**Required work**
According to the review of The Citadel below, who is the doctor Andrew Manson comes to assist in the Welsh mining town? Please answer briefly.

**Provided passage**
━━━━━━
The 1937 club started this week, hosted by Karen at Kaggsy’s bookish ramblings and Simon from Stuck in a book. I very much like books from the 1930s so I was delighted when this year was chosen, it was the year my dad was born. I had a couple of books I could have chosen to read but the first one I settled on was one I first had to buy for my Kindle.
The Citadel by A J Cronin is a book I have been dimly aware of for many years, at least I think I can remember seeing some old paperbacks of his novels on my parents bookshelves back in the day. The tagline on the cover of this Bello books Kindle version – ‘the classic novel that inspired the NHS’ is quite the claim, how true that is I don’t know, although Wikipedia seems to suggest the same and it’s conceivable that the politicians involved in the push for the establishment of the NHS might have read it. A J Cronin was himself a doctor, and he used his experiences to write his best selling novels. Funnily enough a character in my current read, also for the 1937 club, is struggling to read another Cronin novel, The Stars Look Down. The Citadel was a marvellous read, a real saga – and enormously compelling.
The novel opens in 1924 as newly qualified Scottish doctor Andrew Manson arrives in a small Welsh mining town to take up a position as assistant doctor with a Dr Page. This fictitious town is realistically portrayed by Cronin, who himself had worked in Welsh mining towns. Andrew arrives to discover Dr Page is severely disabled by a stroke, cared for by his sister who runs the house and insists her brother will be up and about soon. Andrew realises that isn’t the case, but he gets down to work, and all the work of Dr Page’s practice falls to him. It’s a massive learning curve – and Andrew is naturally nervous of making a mistake with his first patients.
“All at once, with a quick pang, he was conscious of his nervousness, his inexperience, his complete unpreparedness, for such a task.”
There is a lot of poverty in the town, many miners suffering from lung diseases and a huge amount for Andrew still to learn. Another doctor in the town is Philip Denny, a hard drinking cynic, who had previously worked as a surgeon before falling foul of colleagues and ending up as an assistant doctor like Andrew. It is with Dr Denny that Andrew conspires to blow up a sewer in order to force the council to rebuild it – as nobody will listen to their concerns of its effects on public health.
━━━━━━
**Excerpted data**
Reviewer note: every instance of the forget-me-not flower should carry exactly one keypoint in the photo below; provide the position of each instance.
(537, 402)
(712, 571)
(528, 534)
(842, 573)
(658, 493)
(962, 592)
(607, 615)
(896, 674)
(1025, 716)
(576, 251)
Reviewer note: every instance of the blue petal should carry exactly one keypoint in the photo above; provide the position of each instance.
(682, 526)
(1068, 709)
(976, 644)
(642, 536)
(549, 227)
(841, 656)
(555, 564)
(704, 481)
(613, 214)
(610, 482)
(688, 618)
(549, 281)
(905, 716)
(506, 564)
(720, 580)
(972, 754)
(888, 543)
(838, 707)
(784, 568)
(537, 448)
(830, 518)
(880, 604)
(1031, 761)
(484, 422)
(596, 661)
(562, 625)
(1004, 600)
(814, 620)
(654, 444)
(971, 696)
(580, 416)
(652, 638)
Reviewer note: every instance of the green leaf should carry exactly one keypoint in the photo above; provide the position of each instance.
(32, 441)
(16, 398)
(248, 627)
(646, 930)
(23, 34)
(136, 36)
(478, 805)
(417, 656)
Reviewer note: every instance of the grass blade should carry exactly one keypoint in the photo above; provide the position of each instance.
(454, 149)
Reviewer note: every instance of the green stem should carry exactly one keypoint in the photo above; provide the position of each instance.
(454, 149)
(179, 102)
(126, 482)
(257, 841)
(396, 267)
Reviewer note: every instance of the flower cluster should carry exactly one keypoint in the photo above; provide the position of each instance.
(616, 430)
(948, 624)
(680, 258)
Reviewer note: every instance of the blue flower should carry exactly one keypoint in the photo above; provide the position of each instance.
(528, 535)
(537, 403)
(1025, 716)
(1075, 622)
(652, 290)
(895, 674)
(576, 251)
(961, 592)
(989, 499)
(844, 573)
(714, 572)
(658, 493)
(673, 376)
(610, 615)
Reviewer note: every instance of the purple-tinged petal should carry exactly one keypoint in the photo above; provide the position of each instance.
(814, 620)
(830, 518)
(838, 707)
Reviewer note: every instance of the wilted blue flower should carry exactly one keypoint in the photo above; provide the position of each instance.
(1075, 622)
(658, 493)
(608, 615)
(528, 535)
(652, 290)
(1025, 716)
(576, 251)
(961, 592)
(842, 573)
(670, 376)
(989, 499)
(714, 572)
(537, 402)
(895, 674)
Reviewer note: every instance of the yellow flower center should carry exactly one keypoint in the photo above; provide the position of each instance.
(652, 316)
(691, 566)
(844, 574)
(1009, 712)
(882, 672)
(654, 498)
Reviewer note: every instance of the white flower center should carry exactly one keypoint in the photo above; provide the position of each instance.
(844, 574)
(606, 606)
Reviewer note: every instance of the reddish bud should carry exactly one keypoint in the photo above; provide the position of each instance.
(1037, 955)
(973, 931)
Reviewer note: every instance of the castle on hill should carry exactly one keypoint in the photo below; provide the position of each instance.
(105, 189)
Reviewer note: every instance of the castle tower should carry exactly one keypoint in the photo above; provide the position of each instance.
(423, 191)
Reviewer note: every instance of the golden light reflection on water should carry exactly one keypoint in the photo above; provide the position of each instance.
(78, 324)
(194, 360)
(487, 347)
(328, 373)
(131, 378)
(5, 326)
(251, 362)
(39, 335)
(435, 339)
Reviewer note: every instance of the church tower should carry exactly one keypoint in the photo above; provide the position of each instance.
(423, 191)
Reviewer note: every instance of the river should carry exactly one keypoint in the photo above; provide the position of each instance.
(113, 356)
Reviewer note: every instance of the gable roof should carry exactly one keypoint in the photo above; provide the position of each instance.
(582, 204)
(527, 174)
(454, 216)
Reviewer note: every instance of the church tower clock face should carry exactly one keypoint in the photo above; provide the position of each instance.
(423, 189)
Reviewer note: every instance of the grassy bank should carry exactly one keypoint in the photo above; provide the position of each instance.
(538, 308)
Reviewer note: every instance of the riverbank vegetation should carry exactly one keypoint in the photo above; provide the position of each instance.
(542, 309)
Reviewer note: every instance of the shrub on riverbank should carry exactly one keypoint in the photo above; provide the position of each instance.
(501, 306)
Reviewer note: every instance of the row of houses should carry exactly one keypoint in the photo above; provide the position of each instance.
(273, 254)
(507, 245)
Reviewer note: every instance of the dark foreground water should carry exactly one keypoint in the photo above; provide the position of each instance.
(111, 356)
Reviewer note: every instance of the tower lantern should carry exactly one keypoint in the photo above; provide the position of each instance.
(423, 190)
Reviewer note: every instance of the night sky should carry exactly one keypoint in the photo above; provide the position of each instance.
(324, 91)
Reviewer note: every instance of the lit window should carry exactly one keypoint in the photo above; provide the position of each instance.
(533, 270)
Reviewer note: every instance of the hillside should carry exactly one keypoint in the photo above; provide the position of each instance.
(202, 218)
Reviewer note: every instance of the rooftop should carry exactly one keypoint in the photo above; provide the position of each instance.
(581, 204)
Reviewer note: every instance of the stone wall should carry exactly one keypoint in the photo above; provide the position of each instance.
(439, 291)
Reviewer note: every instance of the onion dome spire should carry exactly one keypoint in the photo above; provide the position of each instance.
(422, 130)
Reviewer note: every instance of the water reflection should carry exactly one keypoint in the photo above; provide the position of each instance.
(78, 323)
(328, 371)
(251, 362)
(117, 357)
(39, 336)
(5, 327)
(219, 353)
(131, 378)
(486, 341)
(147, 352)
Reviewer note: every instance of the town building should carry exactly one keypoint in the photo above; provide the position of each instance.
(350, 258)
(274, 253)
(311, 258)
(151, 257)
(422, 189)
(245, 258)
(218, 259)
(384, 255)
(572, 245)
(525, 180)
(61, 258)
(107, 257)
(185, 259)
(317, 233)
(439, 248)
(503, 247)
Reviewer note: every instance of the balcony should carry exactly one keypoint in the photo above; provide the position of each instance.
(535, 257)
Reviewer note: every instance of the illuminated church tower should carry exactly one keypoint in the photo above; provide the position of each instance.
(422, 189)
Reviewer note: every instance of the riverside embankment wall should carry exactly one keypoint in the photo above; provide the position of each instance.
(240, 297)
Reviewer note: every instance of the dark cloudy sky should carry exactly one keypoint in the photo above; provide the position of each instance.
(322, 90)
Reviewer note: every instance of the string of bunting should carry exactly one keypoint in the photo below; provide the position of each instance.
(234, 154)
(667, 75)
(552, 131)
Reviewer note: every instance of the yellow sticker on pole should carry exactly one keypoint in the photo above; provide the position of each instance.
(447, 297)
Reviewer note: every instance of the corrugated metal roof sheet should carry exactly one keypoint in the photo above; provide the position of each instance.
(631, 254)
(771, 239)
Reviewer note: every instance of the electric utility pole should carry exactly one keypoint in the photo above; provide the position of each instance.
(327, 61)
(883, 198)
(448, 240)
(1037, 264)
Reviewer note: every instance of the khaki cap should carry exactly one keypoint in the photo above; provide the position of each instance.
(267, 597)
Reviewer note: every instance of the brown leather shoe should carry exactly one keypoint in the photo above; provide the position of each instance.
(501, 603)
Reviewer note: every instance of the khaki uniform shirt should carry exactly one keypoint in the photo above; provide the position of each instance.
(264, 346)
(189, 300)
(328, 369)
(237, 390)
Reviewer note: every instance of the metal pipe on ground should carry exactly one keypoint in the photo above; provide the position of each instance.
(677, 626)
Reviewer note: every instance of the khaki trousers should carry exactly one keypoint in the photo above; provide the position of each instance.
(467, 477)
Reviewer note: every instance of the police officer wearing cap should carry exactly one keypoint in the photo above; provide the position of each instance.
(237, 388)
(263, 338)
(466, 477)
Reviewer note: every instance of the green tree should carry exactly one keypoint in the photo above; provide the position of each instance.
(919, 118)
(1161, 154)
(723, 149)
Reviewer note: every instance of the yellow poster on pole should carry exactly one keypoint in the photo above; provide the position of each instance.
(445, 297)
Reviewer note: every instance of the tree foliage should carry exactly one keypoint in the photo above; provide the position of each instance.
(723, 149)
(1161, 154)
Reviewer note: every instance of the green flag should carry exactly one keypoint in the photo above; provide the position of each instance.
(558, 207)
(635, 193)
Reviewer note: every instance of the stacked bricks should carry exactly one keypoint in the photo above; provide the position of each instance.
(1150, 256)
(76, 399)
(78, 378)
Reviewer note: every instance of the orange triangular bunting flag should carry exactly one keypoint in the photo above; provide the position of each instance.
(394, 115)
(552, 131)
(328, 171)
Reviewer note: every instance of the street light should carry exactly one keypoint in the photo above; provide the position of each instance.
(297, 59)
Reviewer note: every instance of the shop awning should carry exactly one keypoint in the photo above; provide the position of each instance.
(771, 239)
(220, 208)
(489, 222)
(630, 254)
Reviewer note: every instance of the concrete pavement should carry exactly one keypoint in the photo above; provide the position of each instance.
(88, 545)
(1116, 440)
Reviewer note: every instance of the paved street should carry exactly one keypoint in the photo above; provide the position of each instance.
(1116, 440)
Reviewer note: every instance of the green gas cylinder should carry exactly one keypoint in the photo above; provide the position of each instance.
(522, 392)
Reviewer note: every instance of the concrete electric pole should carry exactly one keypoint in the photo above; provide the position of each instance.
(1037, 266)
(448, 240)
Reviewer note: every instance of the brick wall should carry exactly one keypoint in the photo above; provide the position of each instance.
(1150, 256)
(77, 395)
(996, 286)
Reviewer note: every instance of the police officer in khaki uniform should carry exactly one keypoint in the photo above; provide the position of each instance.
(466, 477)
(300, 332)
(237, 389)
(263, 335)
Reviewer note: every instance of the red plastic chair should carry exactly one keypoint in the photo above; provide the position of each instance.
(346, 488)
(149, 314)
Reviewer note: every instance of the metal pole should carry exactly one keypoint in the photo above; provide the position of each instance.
━━━━━━
**Output**
Dr Page